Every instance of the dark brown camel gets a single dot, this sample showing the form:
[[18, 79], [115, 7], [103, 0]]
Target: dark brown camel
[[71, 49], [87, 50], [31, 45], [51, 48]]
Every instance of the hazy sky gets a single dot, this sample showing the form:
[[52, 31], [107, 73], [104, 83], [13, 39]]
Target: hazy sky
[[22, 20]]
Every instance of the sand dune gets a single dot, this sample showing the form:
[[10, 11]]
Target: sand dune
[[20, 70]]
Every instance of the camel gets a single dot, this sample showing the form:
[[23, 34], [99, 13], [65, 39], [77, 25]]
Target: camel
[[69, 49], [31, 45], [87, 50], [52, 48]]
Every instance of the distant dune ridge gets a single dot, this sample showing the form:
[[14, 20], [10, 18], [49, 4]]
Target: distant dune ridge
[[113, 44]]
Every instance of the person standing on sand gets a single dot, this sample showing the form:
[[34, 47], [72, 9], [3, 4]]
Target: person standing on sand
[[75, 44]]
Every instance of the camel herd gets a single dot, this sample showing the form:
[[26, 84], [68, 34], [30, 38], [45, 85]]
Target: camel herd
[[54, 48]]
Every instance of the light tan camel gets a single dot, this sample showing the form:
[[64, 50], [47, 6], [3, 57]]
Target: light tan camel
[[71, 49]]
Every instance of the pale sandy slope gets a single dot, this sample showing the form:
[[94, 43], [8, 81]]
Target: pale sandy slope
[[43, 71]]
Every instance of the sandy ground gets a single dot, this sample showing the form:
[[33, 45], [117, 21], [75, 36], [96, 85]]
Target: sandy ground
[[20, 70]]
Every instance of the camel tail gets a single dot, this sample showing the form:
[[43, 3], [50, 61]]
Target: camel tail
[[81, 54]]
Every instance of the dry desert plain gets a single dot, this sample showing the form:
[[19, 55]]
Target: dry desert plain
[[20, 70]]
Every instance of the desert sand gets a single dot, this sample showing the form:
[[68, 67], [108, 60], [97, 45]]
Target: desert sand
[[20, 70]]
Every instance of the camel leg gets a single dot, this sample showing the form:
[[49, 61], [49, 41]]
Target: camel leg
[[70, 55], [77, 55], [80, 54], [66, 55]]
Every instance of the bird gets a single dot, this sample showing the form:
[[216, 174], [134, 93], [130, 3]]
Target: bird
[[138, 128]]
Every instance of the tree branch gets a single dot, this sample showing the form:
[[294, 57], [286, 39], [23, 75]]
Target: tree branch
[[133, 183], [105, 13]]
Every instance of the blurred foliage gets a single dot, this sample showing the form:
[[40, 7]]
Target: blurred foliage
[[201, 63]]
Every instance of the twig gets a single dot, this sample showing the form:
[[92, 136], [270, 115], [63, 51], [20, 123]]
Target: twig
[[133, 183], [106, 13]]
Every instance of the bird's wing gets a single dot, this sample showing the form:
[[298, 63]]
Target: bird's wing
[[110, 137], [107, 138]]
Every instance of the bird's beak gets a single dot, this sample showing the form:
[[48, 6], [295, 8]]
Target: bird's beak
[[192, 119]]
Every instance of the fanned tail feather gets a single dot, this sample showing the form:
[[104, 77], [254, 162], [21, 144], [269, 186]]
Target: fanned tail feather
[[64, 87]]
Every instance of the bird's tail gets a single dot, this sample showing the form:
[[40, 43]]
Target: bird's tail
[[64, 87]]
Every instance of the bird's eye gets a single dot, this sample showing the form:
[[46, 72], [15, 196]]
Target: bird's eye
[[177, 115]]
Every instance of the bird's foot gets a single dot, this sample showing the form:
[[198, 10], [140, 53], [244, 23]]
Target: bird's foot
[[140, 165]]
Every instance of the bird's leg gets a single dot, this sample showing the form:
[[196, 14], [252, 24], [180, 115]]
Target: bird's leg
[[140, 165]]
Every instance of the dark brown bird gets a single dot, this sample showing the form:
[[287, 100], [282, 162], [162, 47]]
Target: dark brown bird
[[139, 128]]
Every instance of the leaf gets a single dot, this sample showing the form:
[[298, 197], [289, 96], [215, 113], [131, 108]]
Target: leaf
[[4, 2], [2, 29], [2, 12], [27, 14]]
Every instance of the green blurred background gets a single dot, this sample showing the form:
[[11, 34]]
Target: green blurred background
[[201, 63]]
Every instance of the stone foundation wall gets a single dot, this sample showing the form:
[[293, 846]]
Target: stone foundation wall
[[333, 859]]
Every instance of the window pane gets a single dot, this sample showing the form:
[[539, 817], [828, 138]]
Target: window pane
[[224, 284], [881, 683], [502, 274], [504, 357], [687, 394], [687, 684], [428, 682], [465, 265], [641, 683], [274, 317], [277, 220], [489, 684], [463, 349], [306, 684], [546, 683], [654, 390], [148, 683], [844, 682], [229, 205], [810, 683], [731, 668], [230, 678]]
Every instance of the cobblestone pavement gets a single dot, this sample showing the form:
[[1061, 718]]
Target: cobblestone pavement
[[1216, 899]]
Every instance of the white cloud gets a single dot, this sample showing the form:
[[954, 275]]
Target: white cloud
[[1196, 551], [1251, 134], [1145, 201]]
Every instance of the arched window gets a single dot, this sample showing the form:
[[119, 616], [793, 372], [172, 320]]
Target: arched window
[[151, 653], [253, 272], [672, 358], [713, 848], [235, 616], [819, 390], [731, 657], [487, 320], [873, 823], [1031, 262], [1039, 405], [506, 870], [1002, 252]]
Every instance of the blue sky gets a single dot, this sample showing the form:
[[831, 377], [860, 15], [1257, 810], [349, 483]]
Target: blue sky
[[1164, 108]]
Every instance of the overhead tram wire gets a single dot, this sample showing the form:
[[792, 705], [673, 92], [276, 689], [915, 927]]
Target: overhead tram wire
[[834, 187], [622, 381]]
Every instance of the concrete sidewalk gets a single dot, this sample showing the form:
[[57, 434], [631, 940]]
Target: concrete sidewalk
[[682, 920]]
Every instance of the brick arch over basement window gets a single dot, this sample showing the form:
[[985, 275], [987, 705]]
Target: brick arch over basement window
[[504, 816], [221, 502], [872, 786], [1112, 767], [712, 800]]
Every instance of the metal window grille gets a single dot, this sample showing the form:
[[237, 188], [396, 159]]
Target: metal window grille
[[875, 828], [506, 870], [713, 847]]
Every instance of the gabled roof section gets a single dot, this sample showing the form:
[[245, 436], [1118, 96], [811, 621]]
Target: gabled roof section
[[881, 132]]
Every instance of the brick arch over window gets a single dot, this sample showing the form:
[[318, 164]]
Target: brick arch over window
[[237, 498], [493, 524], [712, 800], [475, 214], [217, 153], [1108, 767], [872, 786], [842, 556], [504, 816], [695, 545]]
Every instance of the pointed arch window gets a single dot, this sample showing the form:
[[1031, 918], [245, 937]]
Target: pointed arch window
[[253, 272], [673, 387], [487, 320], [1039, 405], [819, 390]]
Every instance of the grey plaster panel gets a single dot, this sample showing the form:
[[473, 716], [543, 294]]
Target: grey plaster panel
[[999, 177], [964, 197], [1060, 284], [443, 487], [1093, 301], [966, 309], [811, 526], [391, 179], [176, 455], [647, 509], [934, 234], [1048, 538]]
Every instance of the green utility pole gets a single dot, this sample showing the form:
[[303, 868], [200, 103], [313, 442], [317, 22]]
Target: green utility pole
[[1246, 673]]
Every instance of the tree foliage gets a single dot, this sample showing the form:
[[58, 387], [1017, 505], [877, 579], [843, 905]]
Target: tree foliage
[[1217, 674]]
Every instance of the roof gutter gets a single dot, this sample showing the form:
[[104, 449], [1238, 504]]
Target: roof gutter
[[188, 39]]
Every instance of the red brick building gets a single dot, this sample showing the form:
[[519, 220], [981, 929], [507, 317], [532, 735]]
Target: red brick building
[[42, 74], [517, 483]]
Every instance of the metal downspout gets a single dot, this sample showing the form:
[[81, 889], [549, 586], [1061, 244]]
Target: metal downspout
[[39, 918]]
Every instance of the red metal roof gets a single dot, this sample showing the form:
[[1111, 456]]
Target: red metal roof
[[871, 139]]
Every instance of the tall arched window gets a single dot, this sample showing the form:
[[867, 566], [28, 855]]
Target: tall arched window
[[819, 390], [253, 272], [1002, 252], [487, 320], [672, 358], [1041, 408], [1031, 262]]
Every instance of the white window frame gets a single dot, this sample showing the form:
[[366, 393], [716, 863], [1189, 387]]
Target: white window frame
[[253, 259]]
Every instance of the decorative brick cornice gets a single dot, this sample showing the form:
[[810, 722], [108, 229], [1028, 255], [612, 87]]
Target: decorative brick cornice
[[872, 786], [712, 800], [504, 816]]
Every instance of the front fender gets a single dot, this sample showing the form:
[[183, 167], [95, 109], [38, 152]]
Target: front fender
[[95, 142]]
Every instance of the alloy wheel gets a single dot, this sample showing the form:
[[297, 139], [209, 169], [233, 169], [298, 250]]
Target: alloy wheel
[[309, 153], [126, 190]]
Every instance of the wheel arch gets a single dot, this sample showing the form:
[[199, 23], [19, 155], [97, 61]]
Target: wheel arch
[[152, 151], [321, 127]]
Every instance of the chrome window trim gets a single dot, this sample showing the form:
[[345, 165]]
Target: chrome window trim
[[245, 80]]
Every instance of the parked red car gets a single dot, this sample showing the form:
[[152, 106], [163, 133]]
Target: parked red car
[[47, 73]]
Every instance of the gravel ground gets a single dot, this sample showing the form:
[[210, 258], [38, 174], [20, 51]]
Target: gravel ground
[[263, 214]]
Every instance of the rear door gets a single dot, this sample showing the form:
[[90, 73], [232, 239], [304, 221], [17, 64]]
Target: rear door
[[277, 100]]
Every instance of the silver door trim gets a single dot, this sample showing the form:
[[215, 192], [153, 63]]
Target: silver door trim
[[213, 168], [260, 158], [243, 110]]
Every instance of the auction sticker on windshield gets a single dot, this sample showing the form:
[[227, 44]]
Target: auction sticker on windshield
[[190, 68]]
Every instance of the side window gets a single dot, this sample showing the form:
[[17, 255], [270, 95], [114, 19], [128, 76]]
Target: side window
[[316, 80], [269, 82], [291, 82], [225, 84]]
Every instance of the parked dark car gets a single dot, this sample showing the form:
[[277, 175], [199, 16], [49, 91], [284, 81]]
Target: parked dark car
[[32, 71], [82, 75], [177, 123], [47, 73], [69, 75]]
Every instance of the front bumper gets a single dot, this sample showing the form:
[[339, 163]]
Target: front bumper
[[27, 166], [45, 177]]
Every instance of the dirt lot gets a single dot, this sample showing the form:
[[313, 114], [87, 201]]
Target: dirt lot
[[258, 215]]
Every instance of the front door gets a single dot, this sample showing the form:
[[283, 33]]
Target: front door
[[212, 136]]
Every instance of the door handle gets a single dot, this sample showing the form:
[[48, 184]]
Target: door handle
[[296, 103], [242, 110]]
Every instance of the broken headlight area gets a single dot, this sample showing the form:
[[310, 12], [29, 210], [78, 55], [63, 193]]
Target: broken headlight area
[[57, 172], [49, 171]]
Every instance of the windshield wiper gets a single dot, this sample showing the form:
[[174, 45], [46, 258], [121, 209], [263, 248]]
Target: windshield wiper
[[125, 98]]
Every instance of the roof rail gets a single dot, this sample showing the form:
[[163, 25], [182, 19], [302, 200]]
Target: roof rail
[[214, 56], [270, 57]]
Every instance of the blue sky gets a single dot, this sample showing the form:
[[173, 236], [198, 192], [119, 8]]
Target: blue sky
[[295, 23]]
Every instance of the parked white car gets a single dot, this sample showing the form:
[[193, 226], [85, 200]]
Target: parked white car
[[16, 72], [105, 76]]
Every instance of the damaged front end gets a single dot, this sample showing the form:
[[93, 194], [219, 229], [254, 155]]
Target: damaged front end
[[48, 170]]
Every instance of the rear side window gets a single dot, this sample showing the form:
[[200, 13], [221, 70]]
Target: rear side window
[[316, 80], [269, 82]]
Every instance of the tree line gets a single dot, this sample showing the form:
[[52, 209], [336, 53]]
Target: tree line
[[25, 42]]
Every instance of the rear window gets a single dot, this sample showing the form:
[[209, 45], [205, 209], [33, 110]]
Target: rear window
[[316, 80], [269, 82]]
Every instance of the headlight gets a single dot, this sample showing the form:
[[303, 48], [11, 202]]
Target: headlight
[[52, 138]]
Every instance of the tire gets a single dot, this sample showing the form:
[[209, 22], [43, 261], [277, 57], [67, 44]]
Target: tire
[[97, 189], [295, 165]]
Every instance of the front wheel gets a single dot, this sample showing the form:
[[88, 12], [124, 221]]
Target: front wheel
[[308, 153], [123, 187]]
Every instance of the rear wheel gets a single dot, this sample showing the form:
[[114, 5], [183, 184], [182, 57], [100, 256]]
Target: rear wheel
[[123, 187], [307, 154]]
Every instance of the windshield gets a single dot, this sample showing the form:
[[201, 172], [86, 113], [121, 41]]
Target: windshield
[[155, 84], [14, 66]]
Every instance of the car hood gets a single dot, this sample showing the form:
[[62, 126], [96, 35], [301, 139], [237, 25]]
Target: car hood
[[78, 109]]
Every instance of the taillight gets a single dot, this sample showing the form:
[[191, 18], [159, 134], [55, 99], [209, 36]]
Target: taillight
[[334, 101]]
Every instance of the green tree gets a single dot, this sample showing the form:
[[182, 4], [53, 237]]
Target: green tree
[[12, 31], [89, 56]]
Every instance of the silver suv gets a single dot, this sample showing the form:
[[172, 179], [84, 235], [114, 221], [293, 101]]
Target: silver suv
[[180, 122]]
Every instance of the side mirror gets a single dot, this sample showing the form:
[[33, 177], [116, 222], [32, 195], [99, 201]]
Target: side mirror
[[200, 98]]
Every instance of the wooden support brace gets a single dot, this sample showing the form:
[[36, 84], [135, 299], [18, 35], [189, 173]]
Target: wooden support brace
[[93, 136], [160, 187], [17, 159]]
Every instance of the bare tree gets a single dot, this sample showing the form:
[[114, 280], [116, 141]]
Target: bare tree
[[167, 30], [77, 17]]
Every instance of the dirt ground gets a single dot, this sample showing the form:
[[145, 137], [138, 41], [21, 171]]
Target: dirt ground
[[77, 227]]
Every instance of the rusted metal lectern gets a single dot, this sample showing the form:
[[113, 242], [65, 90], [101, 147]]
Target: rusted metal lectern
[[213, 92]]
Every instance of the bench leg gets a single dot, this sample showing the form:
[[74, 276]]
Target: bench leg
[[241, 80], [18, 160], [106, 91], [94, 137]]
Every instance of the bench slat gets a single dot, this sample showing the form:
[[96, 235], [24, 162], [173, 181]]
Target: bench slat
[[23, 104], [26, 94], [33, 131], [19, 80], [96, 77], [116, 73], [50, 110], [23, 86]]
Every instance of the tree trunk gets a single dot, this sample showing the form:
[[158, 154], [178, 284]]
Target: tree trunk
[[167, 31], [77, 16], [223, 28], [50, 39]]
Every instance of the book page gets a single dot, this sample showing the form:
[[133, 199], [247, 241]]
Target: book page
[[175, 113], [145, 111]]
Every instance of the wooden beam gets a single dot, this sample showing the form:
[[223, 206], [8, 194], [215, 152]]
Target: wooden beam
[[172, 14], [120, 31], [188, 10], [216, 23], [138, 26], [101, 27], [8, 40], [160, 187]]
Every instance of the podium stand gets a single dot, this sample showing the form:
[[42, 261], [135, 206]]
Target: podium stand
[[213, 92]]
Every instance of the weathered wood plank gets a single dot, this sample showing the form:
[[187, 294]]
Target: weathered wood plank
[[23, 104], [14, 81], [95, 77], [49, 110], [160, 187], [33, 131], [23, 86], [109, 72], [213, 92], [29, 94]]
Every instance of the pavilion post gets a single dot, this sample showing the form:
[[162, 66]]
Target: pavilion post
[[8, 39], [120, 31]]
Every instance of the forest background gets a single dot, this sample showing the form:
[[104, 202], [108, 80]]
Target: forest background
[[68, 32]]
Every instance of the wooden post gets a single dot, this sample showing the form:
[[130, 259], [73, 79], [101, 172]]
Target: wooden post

What to produce — In the listing above, start at the line with "[[57, 434], [631, 940]]", go on through the line with "[[237, 188], [396, 159]]", and copy each of those lines exactly; leave out all the rest.

Reply to the exercise —
[[57, 434], [631, 940]]
Target: concrete sidewalk
[[682, 920]]
Every instance of the brick arch over basement window gets a single dot, this sample showing the form:
[[985, 275], [987, 705]]
Target: brick arch over basement window
[[504, 816], [221, 502], [872, 786], [1112, 767], [712, 800]]
Every instance of the metal window grille gets a single dot, this sample showing the form:
[[237, 188], [396, 159]]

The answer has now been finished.